-- What needs to be done --
When a line below contains the string "candle", show that line.

-------- Available data

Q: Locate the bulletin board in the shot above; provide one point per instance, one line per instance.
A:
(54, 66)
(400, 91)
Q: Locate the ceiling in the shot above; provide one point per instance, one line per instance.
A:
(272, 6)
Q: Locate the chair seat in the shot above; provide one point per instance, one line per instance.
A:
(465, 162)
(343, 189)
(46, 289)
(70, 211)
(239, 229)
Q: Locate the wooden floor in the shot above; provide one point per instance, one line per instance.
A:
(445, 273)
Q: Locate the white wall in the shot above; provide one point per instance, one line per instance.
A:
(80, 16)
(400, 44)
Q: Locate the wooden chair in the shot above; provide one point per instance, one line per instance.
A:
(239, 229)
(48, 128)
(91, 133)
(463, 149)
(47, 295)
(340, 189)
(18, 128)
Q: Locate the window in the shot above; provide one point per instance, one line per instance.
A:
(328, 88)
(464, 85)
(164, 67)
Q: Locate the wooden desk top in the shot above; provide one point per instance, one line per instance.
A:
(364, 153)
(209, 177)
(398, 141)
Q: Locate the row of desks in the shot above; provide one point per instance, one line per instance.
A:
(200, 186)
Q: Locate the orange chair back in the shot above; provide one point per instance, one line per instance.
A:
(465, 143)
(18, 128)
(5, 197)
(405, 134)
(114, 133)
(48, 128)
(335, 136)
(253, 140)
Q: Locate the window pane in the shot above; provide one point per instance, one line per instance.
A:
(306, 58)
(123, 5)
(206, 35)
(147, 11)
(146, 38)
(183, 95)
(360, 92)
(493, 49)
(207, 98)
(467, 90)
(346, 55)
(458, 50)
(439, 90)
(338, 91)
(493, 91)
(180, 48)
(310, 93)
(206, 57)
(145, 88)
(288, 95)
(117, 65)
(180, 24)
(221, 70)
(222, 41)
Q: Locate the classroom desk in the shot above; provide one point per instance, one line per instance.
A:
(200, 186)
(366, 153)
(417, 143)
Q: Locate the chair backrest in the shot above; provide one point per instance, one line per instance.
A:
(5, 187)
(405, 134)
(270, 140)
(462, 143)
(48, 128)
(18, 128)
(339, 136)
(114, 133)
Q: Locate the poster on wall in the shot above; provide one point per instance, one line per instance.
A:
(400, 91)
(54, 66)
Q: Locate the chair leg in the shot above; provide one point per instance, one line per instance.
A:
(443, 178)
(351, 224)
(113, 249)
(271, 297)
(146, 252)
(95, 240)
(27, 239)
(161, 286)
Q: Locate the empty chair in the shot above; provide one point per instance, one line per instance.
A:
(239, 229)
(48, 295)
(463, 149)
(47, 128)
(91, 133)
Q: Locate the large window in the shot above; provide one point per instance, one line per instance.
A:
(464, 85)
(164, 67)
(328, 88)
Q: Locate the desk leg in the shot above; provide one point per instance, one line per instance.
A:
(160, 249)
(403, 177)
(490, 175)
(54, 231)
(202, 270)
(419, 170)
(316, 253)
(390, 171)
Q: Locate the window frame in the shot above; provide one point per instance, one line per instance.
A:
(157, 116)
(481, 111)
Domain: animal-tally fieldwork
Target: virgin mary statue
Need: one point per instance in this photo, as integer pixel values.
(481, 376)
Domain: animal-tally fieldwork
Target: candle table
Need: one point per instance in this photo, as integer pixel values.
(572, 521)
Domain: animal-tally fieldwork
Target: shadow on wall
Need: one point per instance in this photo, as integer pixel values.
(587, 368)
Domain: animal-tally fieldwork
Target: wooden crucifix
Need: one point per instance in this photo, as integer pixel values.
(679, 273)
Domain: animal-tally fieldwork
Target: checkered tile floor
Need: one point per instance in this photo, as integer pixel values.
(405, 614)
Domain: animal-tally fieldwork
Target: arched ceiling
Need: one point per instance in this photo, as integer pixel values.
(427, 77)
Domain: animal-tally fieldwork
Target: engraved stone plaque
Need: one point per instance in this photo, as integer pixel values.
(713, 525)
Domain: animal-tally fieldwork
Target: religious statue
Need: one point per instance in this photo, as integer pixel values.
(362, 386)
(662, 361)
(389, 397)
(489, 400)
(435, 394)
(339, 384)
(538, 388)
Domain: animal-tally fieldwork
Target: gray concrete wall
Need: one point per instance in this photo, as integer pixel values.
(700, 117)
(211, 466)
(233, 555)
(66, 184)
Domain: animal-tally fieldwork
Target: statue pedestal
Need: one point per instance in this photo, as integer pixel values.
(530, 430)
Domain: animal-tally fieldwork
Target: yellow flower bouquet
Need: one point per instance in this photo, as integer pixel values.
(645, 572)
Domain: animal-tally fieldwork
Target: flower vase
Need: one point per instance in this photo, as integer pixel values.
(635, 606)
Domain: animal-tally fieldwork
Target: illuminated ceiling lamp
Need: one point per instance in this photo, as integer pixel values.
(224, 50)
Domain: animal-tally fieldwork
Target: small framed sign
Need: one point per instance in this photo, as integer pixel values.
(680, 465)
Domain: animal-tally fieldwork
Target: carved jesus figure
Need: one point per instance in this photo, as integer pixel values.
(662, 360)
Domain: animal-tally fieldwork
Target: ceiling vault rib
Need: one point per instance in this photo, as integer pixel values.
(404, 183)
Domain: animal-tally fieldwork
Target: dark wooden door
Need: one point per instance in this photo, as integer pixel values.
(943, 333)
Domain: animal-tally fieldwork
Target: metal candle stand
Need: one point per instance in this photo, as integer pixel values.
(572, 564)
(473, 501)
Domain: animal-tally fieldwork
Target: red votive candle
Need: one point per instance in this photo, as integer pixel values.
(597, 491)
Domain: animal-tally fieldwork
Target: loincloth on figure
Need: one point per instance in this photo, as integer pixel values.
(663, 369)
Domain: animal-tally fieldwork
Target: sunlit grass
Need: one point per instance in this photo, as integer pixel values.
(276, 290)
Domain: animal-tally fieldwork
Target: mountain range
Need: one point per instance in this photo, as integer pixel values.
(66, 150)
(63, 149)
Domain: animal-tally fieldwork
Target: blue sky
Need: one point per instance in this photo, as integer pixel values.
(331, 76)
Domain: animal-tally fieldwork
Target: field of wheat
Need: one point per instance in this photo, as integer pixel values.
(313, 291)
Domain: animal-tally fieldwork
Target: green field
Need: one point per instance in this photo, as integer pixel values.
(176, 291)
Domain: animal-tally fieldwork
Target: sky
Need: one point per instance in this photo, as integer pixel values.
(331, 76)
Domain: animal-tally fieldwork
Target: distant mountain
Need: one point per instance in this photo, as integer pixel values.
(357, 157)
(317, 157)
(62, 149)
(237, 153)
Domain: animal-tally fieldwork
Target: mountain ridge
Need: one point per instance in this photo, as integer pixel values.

----------------

-- Your response --
Target: candle table
Target: metal candle stand
Target: red votive candle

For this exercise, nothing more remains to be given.